▶ _TO BE DONE_:
a - According to the interview excerpt, where did Bex's mum take Bex once a week?
b - Reproduce the stretch of the interview excerpt from "Well, I’ve always" through "keep doing this.".

▶ _TEXT SEGMENT_:
————————

So Bex, who inspired you to go to university?

Well, I’ve always loved books. And I think I can probably trace that back to my mum, because she always took me to my local community library once a week to pick out a new book. And so that really instilled a love of reading into me. She always wanted to go to university herself, so I think she was really supportive and encouraging when I said, you know, I love academia. I love learning. I want to keep doing this.

Also the English teachers that I’ve had. I don’t know what it is about the English teachers that I’ve had in my life, but they all seem to have been really inspirational in their own ways. Particularly a lady called Ms Waters from my secondary school who was terrifying to all the other students. She had this really scary Victorian way of dressing and she was one of these teachers who could control a room without raising her voice, just with a look. And one day on my birthday, she came and knelt down next to my desk and she said, ‘all the best people are born today, you know?’ It turns out she had the same birthday as me! She really brought out the best in me in terms of love of learning.

What were your expectations for yourself as a student?

Probably fairly low. When I moved to Bangor from London as an undergraduate, I had taken a gap year. I had gone off and traveled and become marginally independent by doing that. But when I moved to university, it was my first extended period of living away from home. And I didn’t even know how to boil an egg for the appropriate amount of time. So I was really busy learning how to be an independent adult, and sometimes my studies took a bit of a back burner to that and, you know, all the fun exploration that you do as a teenager.

————————

Source records:
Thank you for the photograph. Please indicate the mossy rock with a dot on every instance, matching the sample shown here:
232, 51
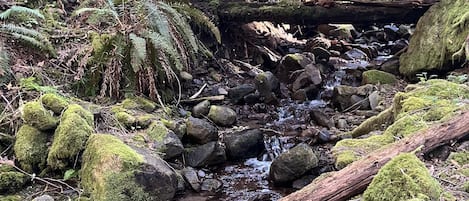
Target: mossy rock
378, 77
137, 102
462, 158
11, 198
426, 103
12, 181
404, 177
113, 171
70, 137
439, 34
83, 113
126, 119
35, 115
31, 148
54, 102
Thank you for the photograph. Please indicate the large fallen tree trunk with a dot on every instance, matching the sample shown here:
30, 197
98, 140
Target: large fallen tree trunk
354, 178
362, 12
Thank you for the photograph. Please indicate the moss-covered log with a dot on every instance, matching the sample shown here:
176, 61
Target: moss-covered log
354, 178
297, 13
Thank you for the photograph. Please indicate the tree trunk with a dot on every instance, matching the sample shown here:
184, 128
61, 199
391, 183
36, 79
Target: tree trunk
354, 178
360, 11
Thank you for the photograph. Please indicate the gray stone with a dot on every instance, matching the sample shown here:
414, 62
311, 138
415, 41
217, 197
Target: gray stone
244, 144
212, 185
342, 124
321, 118
44, 198
208, 154
190, 175
293, 164
201, 131
236, 94
201, 109
222, 115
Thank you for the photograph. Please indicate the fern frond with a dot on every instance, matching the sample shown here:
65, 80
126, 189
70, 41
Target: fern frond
199, 19
20, 10
138, 52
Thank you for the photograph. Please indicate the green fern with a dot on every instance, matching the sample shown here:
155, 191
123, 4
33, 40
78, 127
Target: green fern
138, 52
15, 11
200, 20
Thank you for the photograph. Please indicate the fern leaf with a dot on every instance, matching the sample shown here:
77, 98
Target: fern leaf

————————

▶ _PER-TASK ANSWERS_:
a - To the local community library, to pick out a new book.

b -
Well, I’ve always loved books. And I think I can probably trace that back to my mum, because she always took me to my local community library once a week to pick out a new book. And so that really instilled a love of reading into me. She always wanted to go to university herself, so I think she was really supportive and encouraging when I said, you know, I love academia. I love learning. I want to keep doing this.